[Available records Boundary: Start]

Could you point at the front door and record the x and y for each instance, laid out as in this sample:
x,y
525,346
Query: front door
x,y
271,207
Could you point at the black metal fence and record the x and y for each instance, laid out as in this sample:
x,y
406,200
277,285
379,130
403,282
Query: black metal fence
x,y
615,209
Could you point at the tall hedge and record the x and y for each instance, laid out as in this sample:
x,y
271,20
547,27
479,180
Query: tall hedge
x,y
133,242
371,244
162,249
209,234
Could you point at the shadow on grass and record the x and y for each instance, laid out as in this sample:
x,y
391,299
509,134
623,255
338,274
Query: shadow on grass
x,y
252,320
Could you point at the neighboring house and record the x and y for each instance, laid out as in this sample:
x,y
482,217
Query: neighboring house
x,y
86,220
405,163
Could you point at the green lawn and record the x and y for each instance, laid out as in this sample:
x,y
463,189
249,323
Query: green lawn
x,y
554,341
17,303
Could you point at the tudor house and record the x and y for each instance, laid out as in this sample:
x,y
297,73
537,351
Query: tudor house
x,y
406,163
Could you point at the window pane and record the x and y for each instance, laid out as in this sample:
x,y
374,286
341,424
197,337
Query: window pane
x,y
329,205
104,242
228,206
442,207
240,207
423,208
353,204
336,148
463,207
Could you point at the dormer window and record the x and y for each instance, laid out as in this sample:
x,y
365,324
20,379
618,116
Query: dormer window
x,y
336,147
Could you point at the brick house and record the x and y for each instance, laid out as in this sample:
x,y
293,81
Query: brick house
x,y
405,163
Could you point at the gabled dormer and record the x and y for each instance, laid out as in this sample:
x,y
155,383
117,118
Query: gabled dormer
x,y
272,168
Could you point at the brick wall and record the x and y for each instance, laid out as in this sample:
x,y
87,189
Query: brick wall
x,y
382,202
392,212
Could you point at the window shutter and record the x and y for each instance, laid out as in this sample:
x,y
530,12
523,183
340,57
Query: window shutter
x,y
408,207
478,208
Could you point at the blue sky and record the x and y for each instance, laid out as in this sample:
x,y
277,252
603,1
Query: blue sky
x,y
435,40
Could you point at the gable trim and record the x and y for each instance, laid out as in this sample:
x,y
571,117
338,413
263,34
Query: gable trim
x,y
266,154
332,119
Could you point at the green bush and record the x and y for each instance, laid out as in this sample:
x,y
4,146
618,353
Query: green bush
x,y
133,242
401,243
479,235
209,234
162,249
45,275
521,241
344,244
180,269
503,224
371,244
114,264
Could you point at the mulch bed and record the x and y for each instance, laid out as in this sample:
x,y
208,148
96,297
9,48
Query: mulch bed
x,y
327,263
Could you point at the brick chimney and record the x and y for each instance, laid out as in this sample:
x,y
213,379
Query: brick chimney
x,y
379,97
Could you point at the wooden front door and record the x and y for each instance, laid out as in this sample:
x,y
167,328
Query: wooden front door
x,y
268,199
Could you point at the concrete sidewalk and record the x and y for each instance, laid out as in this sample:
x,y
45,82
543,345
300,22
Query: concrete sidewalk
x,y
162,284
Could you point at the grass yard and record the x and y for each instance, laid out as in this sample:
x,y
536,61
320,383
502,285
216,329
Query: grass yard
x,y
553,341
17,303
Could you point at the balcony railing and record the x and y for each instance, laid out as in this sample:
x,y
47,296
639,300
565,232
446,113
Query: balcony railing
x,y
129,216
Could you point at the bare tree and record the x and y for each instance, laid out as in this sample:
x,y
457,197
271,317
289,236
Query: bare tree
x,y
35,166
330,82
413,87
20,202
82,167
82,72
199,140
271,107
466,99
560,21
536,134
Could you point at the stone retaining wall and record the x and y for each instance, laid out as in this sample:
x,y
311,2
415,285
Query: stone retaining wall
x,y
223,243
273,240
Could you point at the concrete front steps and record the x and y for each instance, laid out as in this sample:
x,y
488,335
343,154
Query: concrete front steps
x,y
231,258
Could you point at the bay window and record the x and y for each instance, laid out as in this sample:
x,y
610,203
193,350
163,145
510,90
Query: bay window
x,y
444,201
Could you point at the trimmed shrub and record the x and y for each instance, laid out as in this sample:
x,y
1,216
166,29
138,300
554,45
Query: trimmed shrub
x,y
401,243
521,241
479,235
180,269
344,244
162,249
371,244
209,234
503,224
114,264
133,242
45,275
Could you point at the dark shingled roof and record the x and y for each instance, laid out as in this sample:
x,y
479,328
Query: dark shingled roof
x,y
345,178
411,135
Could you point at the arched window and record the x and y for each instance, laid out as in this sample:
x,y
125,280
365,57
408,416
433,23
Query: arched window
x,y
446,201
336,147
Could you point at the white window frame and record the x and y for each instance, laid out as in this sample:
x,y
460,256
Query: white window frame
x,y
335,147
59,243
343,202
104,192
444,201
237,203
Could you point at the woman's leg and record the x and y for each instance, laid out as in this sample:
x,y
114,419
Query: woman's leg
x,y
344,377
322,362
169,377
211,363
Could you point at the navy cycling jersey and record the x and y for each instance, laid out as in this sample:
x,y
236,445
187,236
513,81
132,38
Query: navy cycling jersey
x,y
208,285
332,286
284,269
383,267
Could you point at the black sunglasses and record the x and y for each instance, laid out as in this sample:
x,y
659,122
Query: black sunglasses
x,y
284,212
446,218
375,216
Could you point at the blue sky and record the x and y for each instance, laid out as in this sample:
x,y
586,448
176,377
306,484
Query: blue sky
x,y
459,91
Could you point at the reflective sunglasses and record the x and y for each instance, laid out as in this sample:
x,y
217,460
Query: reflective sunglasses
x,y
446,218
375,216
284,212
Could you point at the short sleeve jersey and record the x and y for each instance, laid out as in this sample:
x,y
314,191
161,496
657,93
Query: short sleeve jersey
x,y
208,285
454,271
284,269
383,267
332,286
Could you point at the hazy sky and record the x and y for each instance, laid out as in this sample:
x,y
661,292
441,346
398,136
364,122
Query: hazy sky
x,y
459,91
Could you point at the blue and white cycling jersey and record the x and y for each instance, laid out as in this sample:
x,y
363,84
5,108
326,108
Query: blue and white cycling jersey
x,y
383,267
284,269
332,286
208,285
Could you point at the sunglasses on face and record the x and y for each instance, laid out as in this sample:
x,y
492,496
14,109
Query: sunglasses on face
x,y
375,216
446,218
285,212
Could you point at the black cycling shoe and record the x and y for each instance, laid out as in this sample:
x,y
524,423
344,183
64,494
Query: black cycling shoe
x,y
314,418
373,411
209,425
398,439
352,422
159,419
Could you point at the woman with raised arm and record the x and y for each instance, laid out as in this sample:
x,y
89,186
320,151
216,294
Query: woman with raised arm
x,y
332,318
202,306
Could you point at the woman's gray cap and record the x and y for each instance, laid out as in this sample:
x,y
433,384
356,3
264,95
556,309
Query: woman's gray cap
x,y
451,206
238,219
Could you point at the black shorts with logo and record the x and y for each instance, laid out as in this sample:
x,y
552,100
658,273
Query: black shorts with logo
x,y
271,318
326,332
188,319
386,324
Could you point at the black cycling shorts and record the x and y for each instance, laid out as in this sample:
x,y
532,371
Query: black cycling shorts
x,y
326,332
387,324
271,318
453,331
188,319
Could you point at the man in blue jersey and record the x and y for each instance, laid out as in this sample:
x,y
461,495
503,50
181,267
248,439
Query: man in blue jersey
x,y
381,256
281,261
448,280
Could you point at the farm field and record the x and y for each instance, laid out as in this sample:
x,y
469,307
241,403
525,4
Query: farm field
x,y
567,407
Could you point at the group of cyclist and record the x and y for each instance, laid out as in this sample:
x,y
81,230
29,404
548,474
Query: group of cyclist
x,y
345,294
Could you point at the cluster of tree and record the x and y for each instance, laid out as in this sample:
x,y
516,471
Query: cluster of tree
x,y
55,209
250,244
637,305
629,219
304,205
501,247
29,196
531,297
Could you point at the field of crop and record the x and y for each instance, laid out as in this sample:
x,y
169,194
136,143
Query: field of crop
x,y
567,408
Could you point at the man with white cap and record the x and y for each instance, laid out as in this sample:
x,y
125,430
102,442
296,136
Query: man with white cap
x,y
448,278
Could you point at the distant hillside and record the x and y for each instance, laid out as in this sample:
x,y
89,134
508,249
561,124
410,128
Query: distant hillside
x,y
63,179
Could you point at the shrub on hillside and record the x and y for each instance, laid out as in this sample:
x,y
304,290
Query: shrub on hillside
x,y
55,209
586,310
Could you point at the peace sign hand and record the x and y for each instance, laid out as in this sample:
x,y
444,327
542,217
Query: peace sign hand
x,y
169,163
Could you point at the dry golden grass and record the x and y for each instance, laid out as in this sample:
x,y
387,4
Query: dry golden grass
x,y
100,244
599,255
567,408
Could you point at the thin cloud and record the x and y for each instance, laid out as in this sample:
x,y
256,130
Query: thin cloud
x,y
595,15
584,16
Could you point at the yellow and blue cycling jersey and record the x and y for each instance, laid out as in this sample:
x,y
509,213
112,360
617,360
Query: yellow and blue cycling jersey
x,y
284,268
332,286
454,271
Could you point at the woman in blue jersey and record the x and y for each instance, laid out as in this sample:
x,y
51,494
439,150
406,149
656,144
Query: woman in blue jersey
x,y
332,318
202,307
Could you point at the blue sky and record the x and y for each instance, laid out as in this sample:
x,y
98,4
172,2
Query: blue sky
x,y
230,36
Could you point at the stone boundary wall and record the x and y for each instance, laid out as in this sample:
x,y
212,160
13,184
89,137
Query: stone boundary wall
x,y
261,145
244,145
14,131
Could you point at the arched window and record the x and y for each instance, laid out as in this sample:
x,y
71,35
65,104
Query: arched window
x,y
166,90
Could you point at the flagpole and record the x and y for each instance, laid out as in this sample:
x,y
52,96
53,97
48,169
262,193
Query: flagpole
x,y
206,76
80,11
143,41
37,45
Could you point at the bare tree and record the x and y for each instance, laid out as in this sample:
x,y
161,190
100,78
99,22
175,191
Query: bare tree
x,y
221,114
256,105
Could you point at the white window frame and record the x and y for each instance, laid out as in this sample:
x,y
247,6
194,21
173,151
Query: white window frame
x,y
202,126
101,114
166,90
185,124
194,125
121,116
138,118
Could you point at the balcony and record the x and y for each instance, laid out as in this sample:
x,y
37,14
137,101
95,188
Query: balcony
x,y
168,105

[Available records Boundary: End]

Work required. Quote, word for word, every line from the top of the entries through the line that holds "Could you point at the window pane".

Reply.
Could you point at the front door and record the x and y for each instance, laid out as in this sample:
x,y
525,346
Query: front door
x,y
271,207
Could you point at the black metal fence and record the x and y for each instance, laid out as in this sample:
x,y
406,200
277,285
379,130
403,282
Query: black metal fence
x,y
615,209
Could you point at the tall hedge and record the x and y for each instance, laid out as in this sample:
x,y
271,20
547,27
479,180
Query: tall hedge
x,y
133,242
371,244
162,249
209,234
Could you point at the shadow on grass and record the x and y for each instance, laid out as in this sample:
x,y
391,299
509,134
623,255
338,274
Query: shadow on grass
x,y
252,320
Could you point at the neighboring house and record the x and y for each instance, laid out as in this sample:
x,y
482,217
Query: neighboring house
x,y
86,220
405,163
Could you point at the green lawn and record the x and y for each instance, laid out as in this sample:
x,y
463,189
249,323
Query: green lawn
x,y
554,341
17,303
Could you point at the tudor house and record the x and y for each instance, laid out as in this sample:
x,y
297,73
537,351
Query: tudor house
x,y
406,163
Could you point at the window pane and record the x and y for each instance, laid out as in this sample:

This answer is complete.